■ EXERCISE INSTRUCTIONS
Reproduce verbatim the lines below, beginning with the line containing "of the curved" and continuing through the line containing "x=709, y=487", both included.

* Start *

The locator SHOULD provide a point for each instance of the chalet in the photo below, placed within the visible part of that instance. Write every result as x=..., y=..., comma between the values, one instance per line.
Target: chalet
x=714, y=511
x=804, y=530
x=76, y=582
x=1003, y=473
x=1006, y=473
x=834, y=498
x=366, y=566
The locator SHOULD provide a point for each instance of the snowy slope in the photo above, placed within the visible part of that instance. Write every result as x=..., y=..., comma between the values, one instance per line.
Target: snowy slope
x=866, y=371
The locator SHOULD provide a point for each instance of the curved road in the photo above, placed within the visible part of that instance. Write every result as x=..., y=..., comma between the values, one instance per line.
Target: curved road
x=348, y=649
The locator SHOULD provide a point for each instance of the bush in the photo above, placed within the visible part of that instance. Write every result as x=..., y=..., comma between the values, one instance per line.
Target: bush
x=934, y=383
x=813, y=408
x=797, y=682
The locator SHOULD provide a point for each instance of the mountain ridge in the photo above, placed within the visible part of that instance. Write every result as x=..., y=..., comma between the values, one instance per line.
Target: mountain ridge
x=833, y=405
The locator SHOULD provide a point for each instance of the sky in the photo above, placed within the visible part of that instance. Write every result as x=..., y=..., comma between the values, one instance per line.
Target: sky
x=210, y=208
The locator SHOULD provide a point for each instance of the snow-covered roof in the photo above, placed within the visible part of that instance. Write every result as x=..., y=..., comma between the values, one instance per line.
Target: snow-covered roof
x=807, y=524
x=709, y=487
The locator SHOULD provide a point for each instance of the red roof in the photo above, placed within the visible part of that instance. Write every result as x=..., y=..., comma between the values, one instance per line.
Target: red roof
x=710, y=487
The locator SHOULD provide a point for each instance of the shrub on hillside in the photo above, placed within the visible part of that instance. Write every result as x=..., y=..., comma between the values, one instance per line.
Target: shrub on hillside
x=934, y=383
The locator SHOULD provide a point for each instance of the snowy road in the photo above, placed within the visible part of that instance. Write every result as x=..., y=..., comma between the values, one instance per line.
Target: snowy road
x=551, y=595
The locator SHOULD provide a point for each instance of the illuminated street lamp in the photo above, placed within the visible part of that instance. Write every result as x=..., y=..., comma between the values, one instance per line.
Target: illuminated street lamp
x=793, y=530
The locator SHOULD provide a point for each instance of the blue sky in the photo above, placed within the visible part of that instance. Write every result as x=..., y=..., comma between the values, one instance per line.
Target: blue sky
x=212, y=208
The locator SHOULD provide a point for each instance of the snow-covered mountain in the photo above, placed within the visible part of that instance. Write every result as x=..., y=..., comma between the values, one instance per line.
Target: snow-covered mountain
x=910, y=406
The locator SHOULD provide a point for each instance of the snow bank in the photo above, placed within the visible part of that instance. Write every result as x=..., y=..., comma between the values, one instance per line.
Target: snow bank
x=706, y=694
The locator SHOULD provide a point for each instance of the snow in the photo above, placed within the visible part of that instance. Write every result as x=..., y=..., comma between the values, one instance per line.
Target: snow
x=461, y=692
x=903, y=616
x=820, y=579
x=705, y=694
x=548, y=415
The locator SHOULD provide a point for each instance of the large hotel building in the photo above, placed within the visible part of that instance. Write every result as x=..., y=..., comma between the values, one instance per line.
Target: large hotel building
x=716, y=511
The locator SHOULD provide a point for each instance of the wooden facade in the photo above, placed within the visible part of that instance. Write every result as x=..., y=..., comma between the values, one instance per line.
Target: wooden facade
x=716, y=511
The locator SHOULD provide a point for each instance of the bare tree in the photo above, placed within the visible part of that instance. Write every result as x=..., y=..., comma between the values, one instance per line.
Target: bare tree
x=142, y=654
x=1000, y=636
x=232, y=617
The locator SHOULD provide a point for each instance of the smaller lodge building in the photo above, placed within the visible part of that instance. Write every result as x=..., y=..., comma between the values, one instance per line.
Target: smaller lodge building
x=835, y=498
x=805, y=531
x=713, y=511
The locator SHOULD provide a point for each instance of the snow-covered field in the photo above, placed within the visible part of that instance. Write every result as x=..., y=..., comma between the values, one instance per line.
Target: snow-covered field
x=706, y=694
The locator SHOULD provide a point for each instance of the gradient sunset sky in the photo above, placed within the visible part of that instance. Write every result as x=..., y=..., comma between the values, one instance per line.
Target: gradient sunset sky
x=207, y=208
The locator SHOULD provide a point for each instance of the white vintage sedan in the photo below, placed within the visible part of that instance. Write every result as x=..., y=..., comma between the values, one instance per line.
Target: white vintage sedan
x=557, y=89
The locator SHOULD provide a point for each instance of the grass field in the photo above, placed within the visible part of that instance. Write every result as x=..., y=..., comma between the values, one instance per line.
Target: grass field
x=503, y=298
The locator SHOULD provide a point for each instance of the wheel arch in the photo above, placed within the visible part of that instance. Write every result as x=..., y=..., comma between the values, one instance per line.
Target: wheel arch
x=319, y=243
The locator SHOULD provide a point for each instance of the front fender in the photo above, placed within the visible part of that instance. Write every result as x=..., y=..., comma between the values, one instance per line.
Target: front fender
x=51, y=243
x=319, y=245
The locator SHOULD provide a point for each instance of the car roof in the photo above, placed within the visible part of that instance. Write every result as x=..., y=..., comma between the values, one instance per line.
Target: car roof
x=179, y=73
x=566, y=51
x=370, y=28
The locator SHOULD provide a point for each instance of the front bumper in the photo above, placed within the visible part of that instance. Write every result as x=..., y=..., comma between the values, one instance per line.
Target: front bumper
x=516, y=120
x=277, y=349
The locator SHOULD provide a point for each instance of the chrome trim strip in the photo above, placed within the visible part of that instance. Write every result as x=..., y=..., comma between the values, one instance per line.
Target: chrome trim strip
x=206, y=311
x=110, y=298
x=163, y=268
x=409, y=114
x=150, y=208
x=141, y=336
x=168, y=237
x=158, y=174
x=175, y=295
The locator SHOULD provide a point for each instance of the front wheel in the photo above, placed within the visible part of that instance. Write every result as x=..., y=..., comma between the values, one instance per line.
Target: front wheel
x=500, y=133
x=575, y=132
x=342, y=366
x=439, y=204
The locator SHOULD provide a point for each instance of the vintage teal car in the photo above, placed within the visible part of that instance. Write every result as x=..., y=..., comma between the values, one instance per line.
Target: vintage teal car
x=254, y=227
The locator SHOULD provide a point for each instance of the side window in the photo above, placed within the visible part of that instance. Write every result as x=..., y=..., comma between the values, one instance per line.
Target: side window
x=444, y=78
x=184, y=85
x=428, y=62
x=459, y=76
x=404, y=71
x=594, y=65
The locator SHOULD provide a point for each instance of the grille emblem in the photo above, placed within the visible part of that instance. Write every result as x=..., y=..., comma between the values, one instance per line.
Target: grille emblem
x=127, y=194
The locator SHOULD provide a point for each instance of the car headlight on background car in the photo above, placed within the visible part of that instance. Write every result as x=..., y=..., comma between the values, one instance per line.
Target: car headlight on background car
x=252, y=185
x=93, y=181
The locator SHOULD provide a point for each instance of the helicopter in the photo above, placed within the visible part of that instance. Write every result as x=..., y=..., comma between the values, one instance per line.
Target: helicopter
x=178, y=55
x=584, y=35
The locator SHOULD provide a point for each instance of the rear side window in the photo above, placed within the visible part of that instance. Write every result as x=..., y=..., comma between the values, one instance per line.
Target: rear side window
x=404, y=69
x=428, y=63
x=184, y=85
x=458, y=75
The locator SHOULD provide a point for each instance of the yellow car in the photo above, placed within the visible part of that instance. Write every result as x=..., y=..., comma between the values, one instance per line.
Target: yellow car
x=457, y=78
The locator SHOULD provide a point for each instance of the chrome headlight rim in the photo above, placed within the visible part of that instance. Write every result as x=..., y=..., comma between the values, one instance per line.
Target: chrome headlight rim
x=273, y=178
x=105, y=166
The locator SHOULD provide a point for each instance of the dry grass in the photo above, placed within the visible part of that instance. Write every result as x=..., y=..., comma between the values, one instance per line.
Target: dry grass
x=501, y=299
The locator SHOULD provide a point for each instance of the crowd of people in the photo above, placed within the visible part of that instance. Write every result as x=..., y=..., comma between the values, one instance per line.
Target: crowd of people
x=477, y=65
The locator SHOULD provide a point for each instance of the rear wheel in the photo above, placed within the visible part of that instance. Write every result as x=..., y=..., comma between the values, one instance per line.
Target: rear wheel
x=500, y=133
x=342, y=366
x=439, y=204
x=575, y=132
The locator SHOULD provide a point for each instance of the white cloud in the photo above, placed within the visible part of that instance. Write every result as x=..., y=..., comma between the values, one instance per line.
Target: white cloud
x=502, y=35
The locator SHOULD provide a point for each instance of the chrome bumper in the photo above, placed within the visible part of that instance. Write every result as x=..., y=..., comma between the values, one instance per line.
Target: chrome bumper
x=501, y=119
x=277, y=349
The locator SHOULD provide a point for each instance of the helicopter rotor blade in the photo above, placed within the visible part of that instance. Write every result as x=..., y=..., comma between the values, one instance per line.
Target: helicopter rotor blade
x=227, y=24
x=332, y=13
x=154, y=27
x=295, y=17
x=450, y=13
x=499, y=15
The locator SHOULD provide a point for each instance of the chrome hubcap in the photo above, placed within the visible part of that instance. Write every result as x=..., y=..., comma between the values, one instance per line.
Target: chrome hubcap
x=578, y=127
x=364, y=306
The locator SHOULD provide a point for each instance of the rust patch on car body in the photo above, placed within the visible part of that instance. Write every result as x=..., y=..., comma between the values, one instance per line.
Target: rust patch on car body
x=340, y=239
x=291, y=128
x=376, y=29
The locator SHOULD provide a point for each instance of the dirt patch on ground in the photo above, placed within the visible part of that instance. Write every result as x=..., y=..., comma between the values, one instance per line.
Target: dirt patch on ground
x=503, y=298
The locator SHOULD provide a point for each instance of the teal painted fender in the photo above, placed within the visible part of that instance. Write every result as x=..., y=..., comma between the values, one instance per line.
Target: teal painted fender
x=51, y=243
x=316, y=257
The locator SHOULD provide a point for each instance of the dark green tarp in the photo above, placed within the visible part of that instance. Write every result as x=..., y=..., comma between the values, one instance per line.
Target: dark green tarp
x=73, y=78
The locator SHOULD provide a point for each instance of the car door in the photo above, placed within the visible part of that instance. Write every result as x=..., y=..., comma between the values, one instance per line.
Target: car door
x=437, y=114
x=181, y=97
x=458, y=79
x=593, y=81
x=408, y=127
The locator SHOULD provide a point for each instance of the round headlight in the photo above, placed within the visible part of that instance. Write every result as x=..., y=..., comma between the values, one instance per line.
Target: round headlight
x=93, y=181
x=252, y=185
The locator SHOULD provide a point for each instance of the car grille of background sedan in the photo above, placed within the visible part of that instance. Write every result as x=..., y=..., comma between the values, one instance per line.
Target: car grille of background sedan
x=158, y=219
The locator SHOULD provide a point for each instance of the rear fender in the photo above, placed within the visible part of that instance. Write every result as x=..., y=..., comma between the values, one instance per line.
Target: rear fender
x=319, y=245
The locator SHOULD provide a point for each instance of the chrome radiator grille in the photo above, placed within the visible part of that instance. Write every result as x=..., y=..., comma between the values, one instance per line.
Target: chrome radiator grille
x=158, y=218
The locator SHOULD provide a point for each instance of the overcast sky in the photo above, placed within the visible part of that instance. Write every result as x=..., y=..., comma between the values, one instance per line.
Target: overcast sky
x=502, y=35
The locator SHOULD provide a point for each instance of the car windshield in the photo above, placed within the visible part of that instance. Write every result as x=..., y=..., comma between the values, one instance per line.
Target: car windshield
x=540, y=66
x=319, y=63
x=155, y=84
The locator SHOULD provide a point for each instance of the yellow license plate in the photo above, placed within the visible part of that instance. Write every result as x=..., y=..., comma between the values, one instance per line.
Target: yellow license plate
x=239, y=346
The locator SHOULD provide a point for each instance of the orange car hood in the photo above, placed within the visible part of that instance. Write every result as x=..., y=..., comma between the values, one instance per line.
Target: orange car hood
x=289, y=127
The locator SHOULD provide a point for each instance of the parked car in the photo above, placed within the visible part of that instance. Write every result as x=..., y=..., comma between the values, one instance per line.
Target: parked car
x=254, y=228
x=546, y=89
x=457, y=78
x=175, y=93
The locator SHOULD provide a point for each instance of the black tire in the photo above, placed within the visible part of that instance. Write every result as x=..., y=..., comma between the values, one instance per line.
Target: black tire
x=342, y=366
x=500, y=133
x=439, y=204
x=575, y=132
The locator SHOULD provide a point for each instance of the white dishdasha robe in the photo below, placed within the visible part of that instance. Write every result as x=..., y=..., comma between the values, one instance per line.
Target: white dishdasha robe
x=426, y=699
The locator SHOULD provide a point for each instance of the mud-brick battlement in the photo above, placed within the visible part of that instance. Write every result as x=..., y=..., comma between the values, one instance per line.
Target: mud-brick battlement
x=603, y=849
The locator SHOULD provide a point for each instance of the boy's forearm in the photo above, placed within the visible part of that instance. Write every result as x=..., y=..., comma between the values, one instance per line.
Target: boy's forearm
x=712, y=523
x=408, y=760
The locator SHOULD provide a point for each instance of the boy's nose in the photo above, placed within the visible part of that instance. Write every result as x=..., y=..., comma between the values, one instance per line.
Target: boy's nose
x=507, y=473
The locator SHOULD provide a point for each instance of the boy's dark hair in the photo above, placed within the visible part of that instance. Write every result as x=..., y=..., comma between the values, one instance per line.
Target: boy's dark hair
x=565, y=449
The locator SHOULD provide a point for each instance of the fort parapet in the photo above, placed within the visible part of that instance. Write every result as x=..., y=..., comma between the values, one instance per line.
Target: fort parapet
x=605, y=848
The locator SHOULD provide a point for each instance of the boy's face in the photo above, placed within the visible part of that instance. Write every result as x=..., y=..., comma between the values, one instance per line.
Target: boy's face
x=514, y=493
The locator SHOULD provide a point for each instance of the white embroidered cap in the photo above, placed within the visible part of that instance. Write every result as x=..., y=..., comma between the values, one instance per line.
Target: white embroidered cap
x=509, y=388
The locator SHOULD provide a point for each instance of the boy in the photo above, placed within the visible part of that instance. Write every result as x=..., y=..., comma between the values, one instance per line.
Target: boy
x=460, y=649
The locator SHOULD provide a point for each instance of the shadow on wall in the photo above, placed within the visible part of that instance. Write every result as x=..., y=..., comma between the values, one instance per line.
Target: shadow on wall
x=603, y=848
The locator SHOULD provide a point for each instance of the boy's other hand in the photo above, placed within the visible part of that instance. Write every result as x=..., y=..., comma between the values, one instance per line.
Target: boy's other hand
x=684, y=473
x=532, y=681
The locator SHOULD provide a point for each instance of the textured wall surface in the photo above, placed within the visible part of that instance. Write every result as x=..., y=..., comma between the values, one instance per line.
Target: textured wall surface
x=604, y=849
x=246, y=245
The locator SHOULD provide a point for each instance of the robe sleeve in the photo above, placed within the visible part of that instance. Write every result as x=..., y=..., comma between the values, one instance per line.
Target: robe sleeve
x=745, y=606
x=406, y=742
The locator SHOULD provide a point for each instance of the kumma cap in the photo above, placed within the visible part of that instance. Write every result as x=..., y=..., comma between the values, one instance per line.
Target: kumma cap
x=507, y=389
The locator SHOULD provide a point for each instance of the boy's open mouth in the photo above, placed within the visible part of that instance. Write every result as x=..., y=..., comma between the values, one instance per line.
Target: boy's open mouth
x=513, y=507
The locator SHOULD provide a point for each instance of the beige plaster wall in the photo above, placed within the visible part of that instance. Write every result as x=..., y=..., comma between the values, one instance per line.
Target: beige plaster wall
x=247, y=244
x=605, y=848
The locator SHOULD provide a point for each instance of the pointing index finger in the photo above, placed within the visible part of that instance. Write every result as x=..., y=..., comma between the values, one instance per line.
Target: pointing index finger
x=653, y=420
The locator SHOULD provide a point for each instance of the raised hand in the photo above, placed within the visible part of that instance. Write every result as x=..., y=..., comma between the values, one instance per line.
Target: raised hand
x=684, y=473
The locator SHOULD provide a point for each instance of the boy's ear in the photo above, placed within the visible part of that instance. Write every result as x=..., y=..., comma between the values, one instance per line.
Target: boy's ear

* End *

■ SOLUTION
The locator SHOULD provide a point for each instance of the curved road in the photo above, placed within the visible part of that instance. Write every result as x=..., y=..., comma between the values, one instance per line.
Target: curved road
x=348, y=649
The locator SHOULD provide a point for each instance of the bush in the photo above, placed within the visible part of that instance. Write every result as x=..., y=..., comma between the values, one instance per line.
Target: bush
x=934, y=383
x=813, y=408
x=797, y=682
The locator SHOULD provide a point for each instance of the mountain ridge in the photo above, placed within the visible part of that instance. Write every result as x=..., y=..., comma between the values, one instance per line.
Target: mountain ridge
x=833, y=405
The locator SHOULD provide a point for each instance of the sky in the photo above, placed within the visible part of that instance. Write every result as x=..., y=..., comma between the values, one instance per line.
Target: sky
x=210, y=208
The locator SHOULD provide a point for each instance of the snow-covered roof in the photo above, placed within the visible part of that instance. Write every result as x=..., y=..., comma between the values, one instance per line.
Target: snow-covered roof
x=807, y=524
x=709, y=487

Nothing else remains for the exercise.